[Start of DATA EXTRACT]

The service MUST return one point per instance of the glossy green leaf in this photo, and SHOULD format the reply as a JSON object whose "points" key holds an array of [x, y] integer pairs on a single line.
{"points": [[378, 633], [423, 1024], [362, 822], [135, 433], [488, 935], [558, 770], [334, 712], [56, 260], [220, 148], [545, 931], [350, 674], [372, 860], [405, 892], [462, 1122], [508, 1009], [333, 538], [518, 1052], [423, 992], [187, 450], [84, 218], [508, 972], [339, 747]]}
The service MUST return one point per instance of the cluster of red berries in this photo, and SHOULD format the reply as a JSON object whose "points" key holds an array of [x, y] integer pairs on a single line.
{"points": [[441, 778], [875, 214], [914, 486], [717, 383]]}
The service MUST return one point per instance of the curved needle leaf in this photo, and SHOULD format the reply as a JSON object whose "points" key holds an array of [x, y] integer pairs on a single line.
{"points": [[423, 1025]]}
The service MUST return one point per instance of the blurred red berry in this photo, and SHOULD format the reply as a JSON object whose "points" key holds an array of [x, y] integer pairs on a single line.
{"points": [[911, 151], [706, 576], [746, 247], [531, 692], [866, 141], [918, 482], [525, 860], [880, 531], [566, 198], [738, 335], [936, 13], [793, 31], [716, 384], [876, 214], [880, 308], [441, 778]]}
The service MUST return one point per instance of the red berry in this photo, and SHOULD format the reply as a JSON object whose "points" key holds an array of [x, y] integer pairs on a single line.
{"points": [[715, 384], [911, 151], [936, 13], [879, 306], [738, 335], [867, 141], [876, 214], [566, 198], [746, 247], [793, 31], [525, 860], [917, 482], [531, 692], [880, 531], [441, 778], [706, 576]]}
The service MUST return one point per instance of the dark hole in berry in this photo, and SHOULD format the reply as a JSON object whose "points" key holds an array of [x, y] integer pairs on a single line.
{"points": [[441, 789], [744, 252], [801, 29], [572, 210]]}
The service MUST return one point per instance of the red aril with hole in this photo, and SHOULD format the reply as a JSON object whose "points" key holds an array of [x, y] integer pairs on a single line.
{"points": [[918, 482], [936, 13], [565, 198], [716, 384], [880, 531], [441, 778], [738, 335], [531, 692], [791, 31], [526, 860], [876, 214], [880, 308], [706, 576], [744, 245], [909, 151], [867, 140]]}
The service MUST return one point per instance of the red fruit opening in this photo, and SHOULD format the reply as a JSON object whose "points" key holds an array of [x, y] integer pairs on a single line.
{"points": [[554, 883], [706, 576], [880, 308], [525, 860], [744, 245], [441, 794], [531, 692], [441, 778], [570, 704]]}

[End of DATA EXTRACT]

*WRITTEN TASK:* The records above must be output exactly, in full.

*WRITTEN SOLUTION:*
The service MUST return one point per instance of the glossy green leaf in this photo, and SHOULD format the reply as a JSON object whose "points" key holds an array of [x, y] integer pairs on a single line.
{"points": [[378, 633], [423, 1024], [362, 822], [135, 433], [488, 935], [558, 770], [334, 712], [56, 260], [220, 148], [545, 931], [350, 674], [372, 860], [405, 892], [462, 1122], [508, 1009], [333, 538], [518, 1052], [423, 992], [187, 450], [84, 218], [508, 972], [339, 747]]}
The service MUST return one point per instance of the cluster of red berries in this photo, and SHOULD format the reply as a JSON object whose "points" key holds an array of [x, y] integer pairs on a single line.
{"points": [[441, 778], [875, 214], [914, 486], [717, 383]]}
The service MUST return one point per instance of the curved needle leaf in this photo, and SHOULD format the reply as a JSON object whose "points" key holds an array of [x, y] integer pairs on a single line.
{"points": [[423, 1025]]}
The service MUST return one point per instance of the blurred red berry in this photo, and SHOULD format the reply as a JSON object whose "points" key holds an array of [x, y] integer pairs on a single line.
{"points": [[911, 151], [706, 576], [746, 247], [531, 692], [866, 141], [918, 482], [525, 860], [880, 531], [566, 198], [738, 335], [936, 13], [793, 31], [716, 384], [876, 214], [880, 308], [441, 778]]}
The service MUST return one point per instance of the red berry in this photo, and SHOULD format the reply as a JSON object whose "points" key holds an array of [x, y] integer pairs on a single line.
{"points": [[715, 384], [911, 151], [936, 13], [879, 306], [738, 335], [867, 141], [876, 214], [566, 198], [746, 247], [793, 31], [525, 860], [917, 482], [531, 692], [880, 531], [441, 778], [706, 576]]}
The service MUST return one point per instance of the dark hole in berry in this photo, and SHOULD format the reply as a JSON object whose "points" key holds an array of [x, y] integer pairs on a single line.
{"points": [[441, 789], [744, 252], [801, 29], [572, 210]]}
The service MUST return one point per instance of the red aril with hole in this photo, and SHOULD format the reply as a JSON object whose "points" key holds an array of [x, y] integer pairs on a single line.
{"points": [[918, 482], [936, 13], [565, 198], [716, 384], [880, 531], [441, 778], [738, 335], [531, 692], [791, 31], [526, 860], [876, 214], [880, 308], [706, 576], [744, 245], [909, 151], [867, 140]]}
The service MUST return one point per instance of the red fruit opening in this photo, and SHOULD format the reply as a JSON object whose "points" key holds an array of [x, y] integer pairs on a single line.
{"points": [[554, 883], [706, 576], [880, 308], [525, 860], [744, 245], [441, 794], [531, 692], [441, 778], [570, 704]]}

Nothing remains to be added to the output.